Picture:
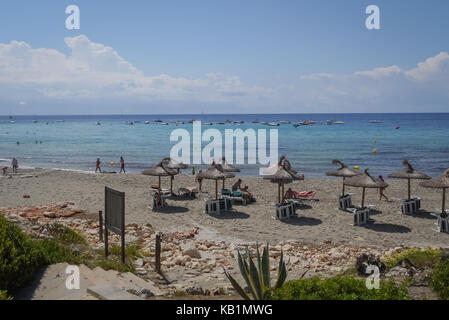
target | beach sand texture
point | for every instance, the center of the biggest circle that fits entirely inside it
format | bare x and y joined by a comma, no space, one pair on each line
319,221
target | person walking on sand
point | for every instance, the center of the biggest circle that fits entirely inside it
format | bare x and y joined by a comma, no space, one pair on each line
97,165
14,164
381,190
199,179
122,165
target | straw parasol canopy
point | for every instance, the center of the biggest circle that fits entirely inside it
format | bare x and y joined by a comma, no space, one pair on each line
160,170
409,173
364,180
214,174
441,182
283,174
173,164
226,167
343,171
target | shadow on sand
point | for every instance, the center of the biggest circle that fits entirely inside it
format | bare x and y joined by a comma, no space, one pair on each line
388,227
228,215
303,221
171,209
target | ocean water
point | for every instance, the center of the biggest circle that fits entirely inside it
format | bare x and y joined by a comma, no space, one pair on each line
76,143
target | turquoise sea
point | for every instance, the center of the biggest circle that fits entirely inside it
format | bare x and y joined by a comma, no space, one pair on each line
74,142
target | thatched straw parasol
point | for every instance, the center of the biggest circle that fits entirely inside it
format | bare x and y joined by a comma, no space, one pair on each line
364,180
442,182
283,174
160,171
226,167
214,174
409,173
343,171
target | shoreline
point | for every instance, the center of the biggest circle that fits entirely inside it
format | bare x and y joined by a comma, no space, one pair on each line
319,220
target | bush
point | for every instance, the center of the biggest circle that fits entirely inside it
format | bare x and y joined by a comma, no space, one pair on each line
440,279
418,257
21,257
339,288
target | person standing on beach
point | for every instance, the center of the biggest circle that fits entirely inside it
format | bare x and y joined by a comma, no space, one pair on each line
122,165
381,190
14,164
199,179
97,165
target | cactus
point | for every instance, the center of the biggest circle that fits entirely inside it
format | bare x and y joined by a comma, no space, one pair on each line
257,277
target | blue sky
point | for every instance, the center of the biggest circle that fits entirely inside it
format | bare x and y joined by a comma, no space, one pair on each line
244,56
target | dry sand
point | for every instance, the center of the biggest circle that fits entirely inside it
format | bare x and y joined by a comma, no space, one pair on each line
319,221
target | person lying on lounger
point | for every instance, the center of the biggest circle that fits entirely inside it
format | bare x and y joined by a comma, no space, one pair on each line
248,196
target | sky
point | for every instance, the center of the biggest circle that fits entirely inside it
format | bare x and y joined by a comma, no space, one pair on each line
223,56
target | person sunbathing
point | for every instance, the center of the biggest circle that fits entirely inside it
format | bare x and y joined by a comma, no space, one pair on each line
248,196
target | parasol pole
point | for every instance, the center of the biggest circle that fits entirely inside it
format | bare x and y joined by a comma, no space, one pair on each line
444,201
216,189
409,189
363,198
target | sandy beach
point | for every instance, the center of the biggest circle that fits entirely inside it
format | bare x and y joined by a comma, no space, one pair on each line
319,221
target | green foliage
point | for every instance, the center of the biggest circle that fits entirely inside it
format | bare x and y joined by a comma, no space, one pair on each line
440,279
339,288
420,258
258,278
4,295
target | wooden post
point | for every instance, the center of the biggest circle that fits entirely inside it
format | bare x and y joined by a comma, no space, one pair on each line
363,198
409,189
100,222
444,201
158,253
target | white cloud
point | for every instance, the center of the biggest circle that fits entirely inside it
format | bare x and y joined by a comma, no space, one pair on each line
94,72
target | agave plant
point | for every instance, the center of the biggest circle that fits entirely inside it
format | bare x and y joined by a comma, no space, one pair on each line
258,278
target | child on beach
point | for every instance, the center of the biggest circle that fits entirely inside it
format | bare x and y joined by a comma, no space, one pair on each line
14,164
199,179
122,165
381,190
97,165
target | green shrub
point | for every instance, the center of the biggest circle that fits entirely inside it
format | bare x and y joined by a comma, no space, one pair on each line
418,257
21,256
339,288
4,295
440,279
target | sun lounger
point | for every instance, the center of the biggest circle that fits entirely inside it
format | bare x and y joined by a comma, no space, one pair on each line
188,192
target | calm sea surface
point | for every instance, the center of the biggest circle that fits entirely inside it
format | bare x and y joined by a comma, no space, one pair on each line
74,142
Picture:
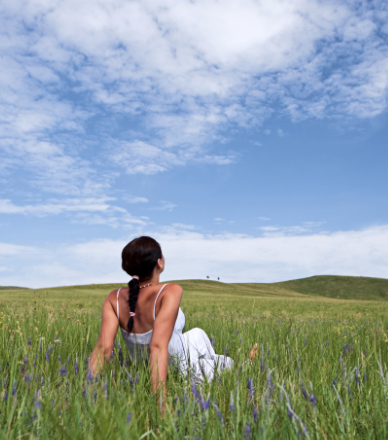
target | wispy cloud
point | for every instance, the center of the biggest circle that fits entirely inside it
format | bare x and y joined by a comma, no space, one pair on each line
164,206
233,257
85,210
187,70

========

Do not include images; quote all of the entries above exactly.

Result of the task:
Picture:
target | beach sand texture
point | for every instance, the center of the biggest circle that fits entirely inside it
format | bare x and y joined by a comma, no space, one pair on each line
319,221
target | person walking on sand
point | for every instance, the center of the biggest circle that fits entirely inside it
format | bare x and y joined by a comma, no space, one pair on each line
97,165
14,164
381,190
199,179
122,165
target | straw parasol canopy
point | for every instance, the center of the biggest circle that fits entirely inside it
format | bare x and y joined by a comma, no space, one pair on each line
160,170
409,173
364,180
214,174
441,182
283,174
173,164
226,167
343,171
target | shadow on sand
point | for every instance, the center of the biggest circle that fits entirely inside it
format | bare x and y joined by a comma, no space, one pair on each line
388,227
228,215
303,221
171,209
target | ocean water
point | for every instance, the center of the biggest circle that fits entirely inside it
format | bare x and y joined by a comma, no space, one pair on each line
76,143
target | turquoise sea
point | for every instance, the center of the biggest circle that fits entirely inside it
format | bare x and y joined by a comma, no space, one pair on each line
74,142
target | thatched straw parasol
point | for every instance, the center of the biggest circle that fits entirely inside it
format | bare x and y joined by a comma, no space, one pair on each line
364,180
442,182
283,174
160,171
226,167
214,174
409,173
343,171
target | shoreline
point | for every instance, the center of the biggest circle that fits entirely inside it
format | bare x and y joined by a comma, no space, one pair on each line
319,220
target | bush
point | for every instance, the center of the biggest circle that fits entirely inside it
format | bare x and y joined by a comma, no space, one pair on each line
440,279
418,257
21,257
339,288
target | person standing on beach
point | for every instance, the center of the biggest circle that fits entirely inside it
format | bare x and y joined by a comma, no space, one pair on each line
122,165
381,190
14,164
199,179
97,165
target | cactus
point | for every instance, the center of the biggest circle that fits entirely inside it
format | bare x and y joined by a comma, no space, one pair on each line
257,277
target | blue sky
point | for every instance, the center of the biggest circle that fits entirely inside it
format | bare x and y joined by a comma, no space, one pair on each line
244,56
target | dry sand
point | for every instance, the center of the biggest circle that fits entirely inside it
format | bare x and y joined by a comma, no space, one pair on each line
319,221
target | person lying on lounger
point | for every instance, the center of the biggest circle that fits entirely inside it
format | bare x and y joined by a comma, no space, one pair on each line
248,196
target | sky
point | for every instance, the center of the biggest circle that fits entirely inside it
format | bare x and y joined by a comma, no space, one pair on each line
223,56
target | person sunbathing
point | for every instance, the center of the biggest circle that fits entirely inside it
format | bare x and y joined by a comma, no space, one pair on each line
248,196
target | parasol pole
point | for every instance, the center of the biggest circle that fits entirely inside it
format | bare x and y joined by a comma, no space, one pair on each line
444,201
216,189
409,189
363,198
target | sandy beach
point | for every instance, the center of the biggest circle that fits entirely inside it
format | bare x and y joined by a comma, no space, one pair on each line
319,221
target | green foliage
point | for every instance, the center of the biggest circle that fits entirely inside it
format | bare x and y joined by a comma, no space, one pair on each line
440,279
339,288
420,258
258,278
4,295
target | wooden post
point | for every instance, the center of the biggest circle that fits entirely inside it
format | bare x and y joined by a comma, no space, one pair on each line
363,198
409,189
100,222
444,201
158,253
target | white cloud
point | for every instance, the center of the biggest circle that fits entirely inside it
format | bare x and y joined by a comma, no space, one pair on each line
94,72
target | agave plant
point | for every instance, the center of the biggest circle that fits entirely inside it
format | bare x and y joined by a comma, no space, one pair on each line
258,278
target | child on beach
point | for every instance, the center of the biggest circle that fits entirely inside it
format | bare x and y joined by a comma, no space, one pair on each line
14,164
199,179
122,165
381,190
97,165
target | green shrub
point | for every instance, the center of the biggest circle that fits entirely inside it
format | bare x and y joined by a comma, no space, one pair on each line
418,257
21,256
339,288
4,295
440,279
target | sun lounger
point | for every instance, the center of the biggest circle that fits entirely inside it
format | bare x and y joined by a comma, no space, one pair on each line
188,192
target | calm sea surface
point | for every instance, the center of the biggest circle that fits entirely inside it
format | bare x and y joined by a comma, no space, one pair on each line
74,142
Picture:
target | wispy cloud
point | for every instance, the center of the biggest circle that fits entirely inside it
format | bare x and y joined by a comma, no space, one pair on each line
164,206
233,257
85,210
187,70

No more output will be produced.